Job >> Turn every line of the items below into a Markdown table with two columns, Row and Line, numbering the rows and skipping blank lines. Leave the pictures out of the table.

Data excerpts >>
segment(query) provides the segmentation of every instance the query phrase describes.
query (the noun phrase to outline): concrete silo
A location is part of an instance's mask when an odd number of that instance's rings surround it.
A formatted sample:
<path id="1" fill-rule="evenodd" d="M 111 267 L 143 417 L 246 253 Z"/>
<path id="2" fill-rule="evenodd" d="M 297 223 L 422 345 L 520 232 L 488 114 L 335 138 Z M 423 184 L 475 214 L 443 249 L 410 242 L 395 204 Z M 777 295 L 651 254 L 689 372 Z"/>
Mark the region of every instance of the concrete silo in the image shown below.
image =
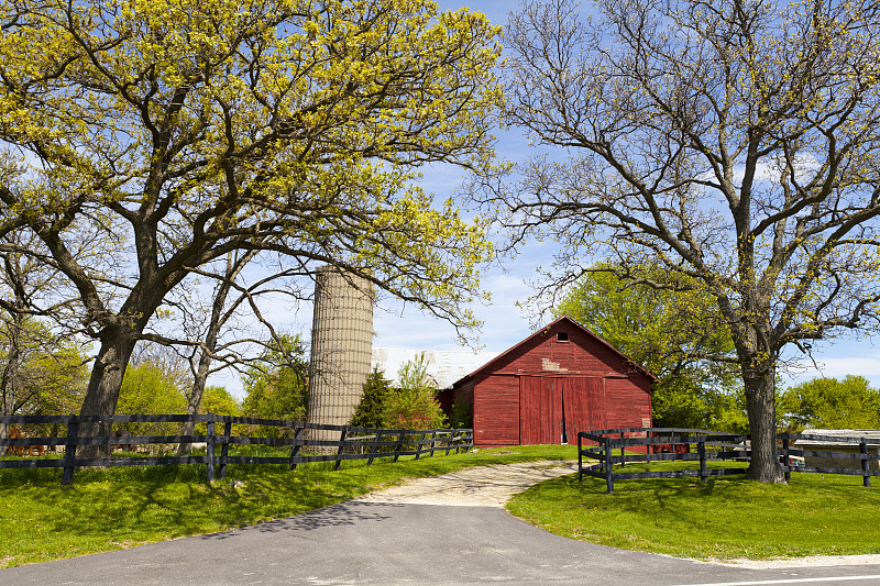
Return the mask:
<path id="1" fill-rule="evenodd" d="M 370 375 L 374 299 L 366 279 L 332 266 L 318 269 L 306 416 L 309 423 L 345 425 L 361 402 Z M 307 438 L 338 440 L 339 432 L 309 430 Z"/>

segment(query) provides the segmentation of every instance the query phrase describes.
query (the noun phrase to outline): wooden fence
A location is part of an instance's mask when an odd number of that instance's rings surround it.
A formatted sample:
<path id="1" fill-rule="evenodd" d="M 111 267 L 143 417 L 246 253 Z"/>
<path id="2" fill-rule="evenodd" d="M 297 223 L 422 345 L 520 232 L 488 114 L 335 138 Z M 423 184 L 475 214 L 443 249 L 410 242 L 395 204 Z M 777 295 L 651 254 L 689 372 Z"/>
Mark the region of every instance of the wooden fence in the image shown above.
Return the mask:
<path id="1" fill-rule="evenodd" d="M 82 423 L 205 423 L 207 433 L 204 435 L 102 435 L 80 436 L 79 427 Z M 228 464 L 285 464 L 295 469 L 297 464 L 308 462 L 336 462 L 339 469 L 343 461 L 366 460 L 367 465 L 374 460 L 393 457 L 395 462 L 400 456 L 415 455 L 416 460 L 436 452 L 449 454 L 452 450 L 458 453 L 473 447 L 472 429 L 433 429 L 433 430 L 404 430 L 404 429 L 374 429 L 356 428 L 352 425 L 328 425 L 306 423 L 304 421 L 283 421 L 275 419 L 260 419 L 250 417 L 217 416 L 211 413 L 186 414 L 143 414 L 143 416 L 0 416 L 0 424 L 29 425 L 29 424 L 62 424 L 66 425 L 65 436 L 52 438 L 21 438 L 0 440 L 0 446 L 30 447 L 30 446 L 64 446 L 62 458 L 26 458 L 0 460 L 2 468 L 64 468 L 62 484 L 70 485 L 74 482 L 74 471 L 78 467 L 89 466 L 156 466 L 206 464 L 207 479 L 223 478 Z M 222 424 L 222 433 L 218 433 L 217 425 Z M 267 425 L 284 428 L 289 438 L 261 438 L 253 435 L 232 435 L 232 425 Z M 307 438 L 306 430 L 324 430 L 339 433 L 338 440 L 316 440 Z M 79 445 L 155 445 L 204 443 L 205 455 L 189 456 L 151 456 L 151 457 L 77 457 Z M 276 449 L 290 449 L 290 454 L 285 456 L 252 456 L 230 454 L 230 445 L 266 445 Z M 218 446 L 220 447 L 218 454 Z M 309 449 L 330 450 L 336 453 L 314 454 Z"/>
<path id="2" fill-rule="evenodd" d="M 868 453 L 866 438 L 824 436 L 805 433 L 779 433 L 780 468 L 785 479 L 791 479 L 792 472 L 821 473 L 821 474 L 848 474 L 862 476 L 862 484 L 871 486 L 871 476 L 880 476 L 880 471 L 870 469 L 870 462 L 880 461 L 877 453 Z M 796 440 L 828 441 L 832 443 L 851 443 L 859 446 L 858 453 L 832 452 L 820 450 L 801 450 L 792 446 Z M 590 442 L 588 444 L 586 442 Z M 691 446 L 696 446 L 696 453 Z M 626 428 L 614 430 L 582 431 L 578 434 L 578 482 L 582 483 L 584 475 L 605 479 L 607 491 L 614 493 L 614 480 L 628 480 L 638 478 L 676 478 L 698 477 L 706 480 L 710 476 L 724 476 L 746 474 L 745 467 L 736 468 L 708 468 L 710 461 L 740 461 L 749 462 L 751 450 L 748 435 L 723 433 L 716 431 L 683 429 L 683 428 Z M 645 447 L 645 454 L 626 453 L 627 450 Z M 682 449 L 678 449 L 678 447 Z M 663 451 L 658 453 L 658 447 Z M 614 452 L 619 450 L 619 455 Z M 858 460 L 859 468 L 833 468 L 816 466 L 795 466 L 792 457 L 827 457 L 840 460 Z M 584 458 L 597 460 L 598 464 L 584 465 Z M 698 462 L 698 469 L 651 471 L 651 472 L 614 472 L 615 465 L 625 467 L 632 462 L 652 461 L 684 461 Z"/>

Finished task >>
| Row | Line |
|---|---|
| 1 | segment(query) provides the segmentation of every instance the query phrase describes. |
| 2 | query (the noun phrase to outline): concrete silo |
| 3 | A location is part of an instance's mask when an odd number of that instance's rings surround it. |
| 4 | A formatted sample: |
| 5 | <path id="1" fill-rule="evenodd" d="M 111 267 L 143 417 L 246 253 Z"/> |
| 6 | <path id="2" fill-rule="evenodd" d="M 297 223 L 422 345 L 520 232 L 488 114 L 335 138 Z M 423 184 L 475 214 L 443 249 L 410 242 L 395 204 Z M 777 295 L 651 254 L 689 372 Z"/> |
| 7 | Mark the region of every instance of the concrete silo in the image shown below. |
| 8 | image = |
| 9 | Return the mask: |
| 10 | <path id="1" fill-rule="evenodd" d="M 370 375 L 374 299 L 366 279 L 332 266 L 318 269 L 306 416 L 309 423 L 345 425 L 361 402 Z M 307 438 L 338 440 L 339 432 L 309 430 Z"/> |
| 11 | segment(query) provides the segmentation of every instance the query phrase describes. |
| 12 | query (the noun phrase to outline): wooden fence |
| 13 | A location is part of an instance's mask when an odd number of that instance's rings surround it. |
| 14 | A formatted sample: |
| 15 | <path id="1" fill-rule="evenodd" d="M 111 267 L 143 417 L 246 253 Z"/> |
| 16 | <path id="2" fill-rule="evenodd" d="M 297 223 L 422 345 L 520 232 L 488 114 L 335 138 Z M 423 184 L 475 214 L 443 249 L 410 242 L 395 204 Z M 777 295 L 651 254 L 689 372 Z"/> |
| 17 | Mark the region of every instance of the wooden fence in the image shown above. |
| 18 | Return the mask: |
| 19 | <path id="1" fill-rule="evenodd" d="M 82 423 L 205 423 L 207 433 L 204 435 L 102 435 L 80 436 L 79 427 Z M 228 464 L 285 464 L 295 469 L 297 464 L 308 462 L 336 462 L 339 469 L 343 461 L 366 460 L 367 465 L 374 460 L 393 457 L 395 462 L 400 456 L 415 455 L 416 460 L 436 452 L 449 454 L 452 450 L 458 453 L 473 447 L 472 429 L 433 429 L 433 430 L 404 430 L 404 429 L 374 429 L 356 428 L 352 425 L 328 425 L 306 423 L 304 421 L 283 421 L 275 419 L 260 419 L 250 417 L 217 416 L 211 413 L 186 414 L 143 414 L 143 416 L 0 416 L 0 424 L 29 425 L 29 424 L 62 424 L 66 425 L 65 436 L 52 438 L 21 438 L 0 440 L 0 446 L 30 447 L 30 446 L 64 446 L 62 458 L 26 458 L 0 460 L 2 468 L 64 468 L 62 484 L 70 485 L 74 482 L 74 471 L 78 467 L 89 466 L 156 466 L 206 464 L 207 479 L 223 478 Z M 222 424 L 222 433 L 218 433 L 217 425 Z M 267 425 L 284 428 L 289 438 L 261 438 L 253 435 L 232 435 L 232 425 Z M 307 438 L 306 430 L 324 430 L 339 433 L 338 440 L 316 440 Z M 79 445 L 155 445 L 204 443 L 205 455 L 189 456 L 151 456 L 151 457 L 77 457 Z M 276 449 L 290 449 L 290 454 L 285 456 L 252 456 L 230 454 L 230 445 L 266 445 Z M 218 446 L 220 447 L 218 454 Z M 309 449 L 330 450 L 336 453 L 314 454 Z"/> |
| 20 | <path id="2" fill-rule="evenodd" d="M 868 453 L 866 438 L 824 436 L 805 433 L 779 433 L 780 468 L 785 479 L 791 479 L 792 472 L 821 473 L 821 474 L 848 474 L 862 476 L 862 484 L 871 486 L 871 476 L 880 476 L 880 471 L 870 469 L 870 462 L 880 461 L 877 453 Z M 796 440 L 828 441 L 832 443 L 851 443 L 859 446 L 858 453 L 832 452 L 820 450 L 801 450 L 792 446 Z M 590 442 L 588 444 L 586 442 Z M 691 446 L 696 446 L 696 453 Z M 626 428 L 614 430 L 582 431 L 578 434 L 578 482 L 582 483 L 584 475 L 605 479 L 607 491 L 614 493 L 614 480 L 628 480 L 638 478 L 676 478 L 698 477 L 706 480 L 710 476 L 724 476 L 746 474 L 745 467 L 736 468 L 708 468 L 710 461 L 740 461 L 749 462 L 751 450 L 748 435 L 723 433 L 716 431 L 683 429 L 683 428 Z M 645 447 L 645 454 L 626 453 L 627 450 Z M 682 449 L 678 449 L 678 447 Z M 663 451 L 658 453 L 658 447 Z M 614 452 L 619 450 L 619 455 Z M 858 460 L 859 468 L 833 468 L 816 466 L 795 466 L 792 457 L 827 457 L 840 460 Z M 584 458 L 597 460 L 598 464 L 584 465 Z M 698 462 L 698 469 L 651 471 L 651 472 L 614 472 L 615 465 L 625 467 L 632 462 L 652 461 L 684 461 Z"/> |